Given exercise:
Answer these about the forum post:
1. About how many tokens does the custom tokenizer's extended vocabulary hold in total?
2. What value is assigned to max_seq_length in the code?
3. Which model name is passed to FastLanguageModel.from_pretrained?

Document extract:
Error when loading pretrained adapters or 16bit lora adapters #154

Open asphytheghoul opened 5 months ago

asphytheghoul commented 5 months ago

Hello so i was fine-tuning a llama-2 model with unsloth using a tokenizer of my own, it has an extended vocabulary of around 48000 tokens in total, the tokenizer is compatible and checks have been made from my end to ensure the same. This is the code i have implemented using the colab notebook you have provided and I am unable to load my adapters after fine-tuning :

from unsloth import FastLanguageModel
import torch
from transformers import AutoTokenizer
max_seq_length = 2048 # Choose any! We auto support RoPE Scaling internally!
dtype = None # None for auto detection. Float16 for Tesla T4, V100, Bfloat16 for Ampere+
load_in_4bit = True # Use 4bit quantization to reduce memory usage. Can be False.

# 4bit pre quantized models we support for 4x faster downloading + no OOMs.
fourbit_models = [
    "unsloth/mistral-7b-bnb-4bit",
    "unsloth/llama-2-7b-bnb-4bit",
    "unsloth/llama-2-13b-bnb-4bit",
    "unsloth/codellama-34b-bnb-4bit",
    "unsloth/tinyllama-bnb-4bit",
]

tokenizer = AutoTokenizer.from_pretrained("MY_TOKENIZER")

model= FastLanguageModel.from_pretrained(
    model_name = "unsloth/llama-2-7b-bnb-4bit", # Choose ANY! eg mistralai/Mistral-7B-Instruct-v0.2
    max_seq_length = max_seq_length,
    dtype = dtype,
    load_in_4bit = load_in_4bit,
    # token = "hf_...", # use one if using gated models like meta-llama/Llama-2-7b-hf
)[0]

model.resize_token_embeddings(len(tokenizer))

Segmentation labeling entries:
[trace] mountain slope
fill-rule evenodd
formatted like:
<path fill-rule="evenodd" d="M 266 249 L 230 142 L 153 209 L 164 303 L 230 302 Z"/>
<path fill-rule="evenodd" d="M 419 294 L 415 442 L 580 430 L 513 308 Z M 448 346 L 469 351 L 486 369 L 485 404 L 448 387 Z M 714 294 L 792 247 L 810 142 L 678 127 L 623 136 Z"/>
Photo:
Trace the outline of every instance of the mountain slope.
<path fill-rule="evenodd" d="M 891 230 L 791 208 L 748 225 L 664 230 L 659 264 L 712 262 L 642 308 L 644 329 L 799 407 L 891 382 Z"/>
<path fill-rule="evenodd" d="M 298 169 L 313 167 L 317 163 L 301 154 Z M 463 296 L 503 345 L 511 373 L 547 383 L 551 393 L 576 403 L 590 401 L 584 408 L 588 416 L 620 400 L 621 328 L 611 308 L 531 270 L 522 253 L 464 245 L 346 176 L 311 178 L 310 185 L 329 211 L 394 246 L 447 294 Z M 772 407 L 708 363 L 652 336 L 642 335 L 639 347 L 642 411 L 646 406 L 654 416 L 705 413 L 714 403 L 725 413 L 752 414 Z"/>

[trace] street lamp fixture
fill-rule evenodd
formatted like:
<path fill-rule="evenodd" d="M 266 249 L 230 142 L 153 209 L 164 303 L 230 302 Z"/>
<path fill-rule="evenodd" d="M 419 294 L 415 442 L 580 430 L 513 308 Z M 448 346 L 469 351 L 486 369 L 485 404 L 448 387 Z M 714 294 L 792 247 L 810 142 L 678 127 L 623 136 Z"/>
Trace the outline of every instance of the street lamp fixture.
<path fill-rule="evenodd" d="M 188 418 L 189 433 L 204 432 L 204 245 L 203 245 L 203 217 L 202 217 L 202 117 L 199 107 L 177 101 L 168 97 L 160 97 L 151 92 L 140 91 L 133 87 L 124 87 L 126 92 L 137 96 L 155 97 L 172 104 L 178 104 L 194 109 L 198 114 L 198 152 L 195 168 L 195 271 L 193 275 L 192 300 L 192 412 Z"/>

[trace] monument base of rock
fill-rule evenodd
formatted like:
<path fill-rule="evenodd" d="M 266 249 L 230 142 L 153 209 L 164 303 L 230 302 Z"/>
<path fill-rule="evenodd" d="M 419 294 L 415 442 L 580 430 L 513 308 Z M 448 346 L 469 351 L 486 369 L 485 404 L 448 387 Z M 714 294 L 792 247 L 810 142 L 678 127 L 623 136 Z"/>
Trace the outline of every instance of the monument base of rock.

Response to this exercise:
1. Around 48000 tokens.
2. 2048.
3. "unsloth/llama-2-7b-bnb-4bit"